= DATA EXCERPTS =
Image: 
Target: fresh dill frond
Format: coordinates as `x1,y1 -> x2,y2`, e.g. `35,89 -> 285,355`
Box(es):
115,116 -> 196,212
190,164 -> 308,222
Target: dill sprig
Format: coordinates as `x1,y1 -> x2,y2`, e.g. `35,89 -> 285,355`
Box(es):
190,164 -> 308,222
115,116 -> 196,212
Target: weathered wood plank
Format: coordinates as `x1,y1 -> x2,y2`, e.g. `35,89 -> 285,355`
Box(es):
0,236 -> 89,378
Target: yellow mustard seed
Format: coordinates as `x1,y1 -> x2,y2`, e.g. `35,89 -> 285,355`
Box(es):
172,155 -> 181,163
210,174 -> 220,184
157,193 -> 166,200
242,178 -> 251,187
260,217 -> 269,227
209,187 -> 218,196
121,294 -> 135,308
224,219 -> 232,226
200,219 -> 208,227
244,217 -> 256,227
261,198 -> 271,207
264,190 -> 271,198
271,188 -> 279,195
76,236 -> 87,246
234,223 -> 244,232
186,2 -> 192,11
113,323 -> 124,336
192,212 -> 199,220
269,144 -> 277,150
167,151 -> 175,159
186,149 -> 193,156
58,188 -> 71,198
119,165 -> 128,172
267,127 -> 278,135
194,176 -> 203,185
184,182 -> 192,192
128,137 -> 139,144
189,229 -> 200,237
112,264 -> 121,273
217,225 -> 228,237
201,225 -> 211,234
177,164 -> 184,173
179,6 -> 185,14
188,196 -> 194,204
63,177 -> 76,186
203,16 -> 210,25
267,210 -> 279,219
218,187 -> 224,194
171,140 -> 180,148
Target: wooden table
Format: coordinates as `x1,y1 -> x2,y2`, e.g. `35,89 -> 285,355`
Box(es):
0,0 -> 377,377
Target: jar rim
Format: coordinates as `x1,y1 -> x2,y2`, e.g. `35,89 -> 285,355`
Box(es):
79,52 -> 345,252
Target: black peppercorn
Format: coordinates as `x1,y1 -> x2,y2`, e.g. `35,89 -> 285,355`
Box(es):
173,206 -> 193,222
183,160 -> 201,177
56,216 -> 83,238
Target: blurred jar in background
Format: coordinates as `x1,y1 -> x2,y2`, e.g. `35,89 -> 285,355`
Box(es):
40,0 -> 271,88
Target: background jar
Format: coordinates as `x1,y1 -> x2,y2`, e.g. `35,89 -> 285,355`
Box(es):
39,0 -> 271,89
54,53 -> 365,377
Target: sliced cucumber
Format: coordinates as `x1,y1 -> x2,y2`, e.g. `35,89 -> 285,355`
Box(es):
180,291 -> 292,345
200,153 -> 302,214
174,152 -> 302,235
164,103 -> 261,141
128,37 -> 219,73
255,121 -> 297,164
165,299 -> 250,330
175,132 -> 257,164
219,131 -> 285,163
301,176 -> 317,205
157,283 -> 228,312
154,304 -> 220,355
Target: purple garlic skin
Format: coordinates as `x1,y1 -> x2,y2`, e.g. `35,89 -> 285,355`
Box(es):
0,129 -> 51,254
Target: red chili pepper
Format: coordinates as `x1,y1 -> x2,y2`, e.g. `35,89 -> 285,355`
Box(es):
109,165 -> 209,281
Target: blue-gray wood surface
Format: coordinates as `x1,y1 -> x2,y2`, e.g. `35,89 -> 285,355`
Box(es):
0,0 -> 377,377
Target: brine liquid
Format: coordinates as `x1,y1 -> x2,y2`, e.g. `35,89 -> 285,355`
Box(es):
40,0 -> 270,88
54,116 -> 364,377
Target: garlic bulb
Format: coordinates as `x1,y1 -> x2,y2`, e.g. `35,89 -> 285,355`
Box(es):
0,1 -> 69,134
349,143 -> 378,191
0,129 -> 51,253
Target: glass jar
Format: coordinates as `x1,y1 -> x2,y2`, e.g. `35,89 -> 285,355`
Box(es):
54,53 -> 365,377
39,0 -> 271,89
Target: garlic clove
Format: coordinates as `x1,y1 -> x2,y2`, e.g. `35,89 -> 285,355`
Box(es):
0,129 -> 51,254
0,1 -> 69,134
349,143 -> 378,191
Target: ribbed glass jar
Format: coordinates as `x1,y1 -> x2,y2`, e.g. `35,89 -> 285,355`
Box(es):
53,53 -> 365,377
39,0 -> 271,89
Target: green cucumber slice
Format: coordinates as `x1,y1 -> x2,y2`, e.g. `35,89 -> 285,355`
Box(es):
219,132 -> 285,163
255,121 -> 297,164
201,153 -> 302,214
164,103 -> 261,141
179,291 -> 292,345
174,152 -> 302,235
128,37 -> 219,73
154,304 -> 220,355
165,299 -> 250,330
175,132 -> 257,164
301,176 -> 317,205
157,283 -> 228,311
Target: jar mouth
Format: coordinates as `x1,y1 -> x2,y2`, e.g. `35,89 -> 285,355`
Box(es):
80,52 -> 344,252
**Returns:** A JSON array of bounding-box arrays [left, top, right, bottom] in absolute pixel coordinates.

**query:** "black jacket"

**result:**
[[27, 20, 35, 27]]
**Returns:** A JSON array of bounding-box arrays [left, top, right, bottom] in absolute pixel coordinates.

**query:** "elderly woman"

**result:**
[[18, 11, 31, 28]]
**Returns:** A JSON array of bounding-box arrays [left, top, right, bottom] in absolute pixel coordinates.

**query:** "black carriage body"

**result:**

= BRIEF =
Each line of the entries above that has the word "cucumber" is to be copied.

= ANSWER FOR THE TASK =
Target: sliced cucumber
Target: green cucumber slice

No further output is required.